Brasiliens Polizei zieht Blutspur durch Favelas
In keinem anderen Land der Welt werden so viele Menschen von den Sicherheitskräften getötet wie in Brasilien. Präsident Bolsonaro findet: „Nur ein toter Bandit ist ein guter Bandit.“ Doch bei den Razzien geraten auch immer wieder Unschuldige ins Kreuzfeuer.
Rio de Janeiro (dpa) - João Pedro Mattos war gerade 14 Jahre alt, als ihn eine Polizeikugel in den Rücken traf. Mit ein paar Freunden und Verwandten saß er im Haus seines Onkels zusammen, als die Polizei auf der Suche nach Drogenhändlern die Nachbarschaft in São Gonçalo durchpflügte. Die Beamten stürmten in den Hof und eröffneten das Feuer - João Pedro blieb in einer Blutlache liegen. Später sollten die Ermittler 70 Einschusslöcher in dem Haus zählen.
In keinem anderen Land der Welt kommen so viele Menschen bei Polizeieinsätzen ums Leben wie in Brasilien. Im vergangenen Jahr töteten Sicherheitskräfte 5804 Menschen, wie aus einem Gewaltmonitor hervorgeht, der vom Nachrichtenportal G1, dem Brasilianischen Forum für öffentliche Sicherheit und der Universität von São Paulo betrieben wird. Zum Vergleich: In den USA erschossen Polizisten im vergangenen Jahr 1098 Menschen, in Deutschland wurden 14 Personen von Beamten getötet.
******************************
◆ **ARBEITSAUFTRAG**
Gib aus dem Bericht über Polizeigewalt in Brasilien den Abschnitt von „In keinem anderen Land der Welt kommen“ bis einschließlich „von Beamten getötet.“ wortgetreu wieder. Stütze dich dabei ausschließlich auf den Bericht.

◆ **BEREITGESTELLTE DATEN**
******************************
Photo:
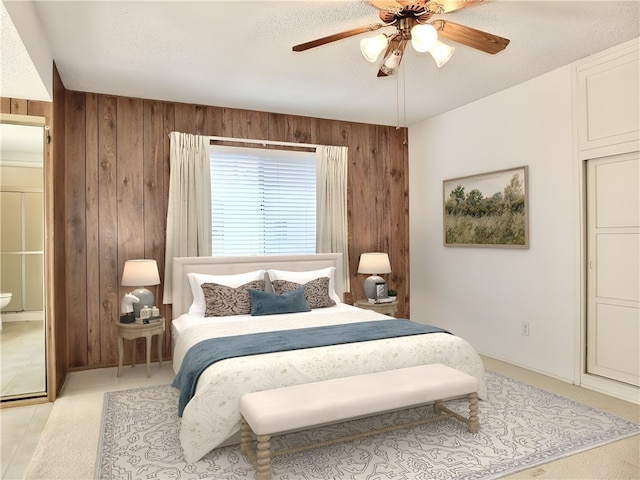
******************************
◆ **ERGEBNIS**
In keinem anderen Land der Welt kommen so viele Menschen bei Polizeieinsätzen ums Leben wie in Brasilien. Im vergangenen Jahr töteten Sicherheitskräfte 5804 Menschen, wie aus einem Gewaltmonitor hervorgeht, der vom Nachrichtenportal G1, dem Brasilianischen Forum für öffentliche Sicherheit und der Universität von São Paulo betrieben wird. Zum Vergleich: In den USA erschossen Polizisten im vergangenen Jahr 1098 Menschen, in Deutschland wurden 14 Personen von Beamten getötet.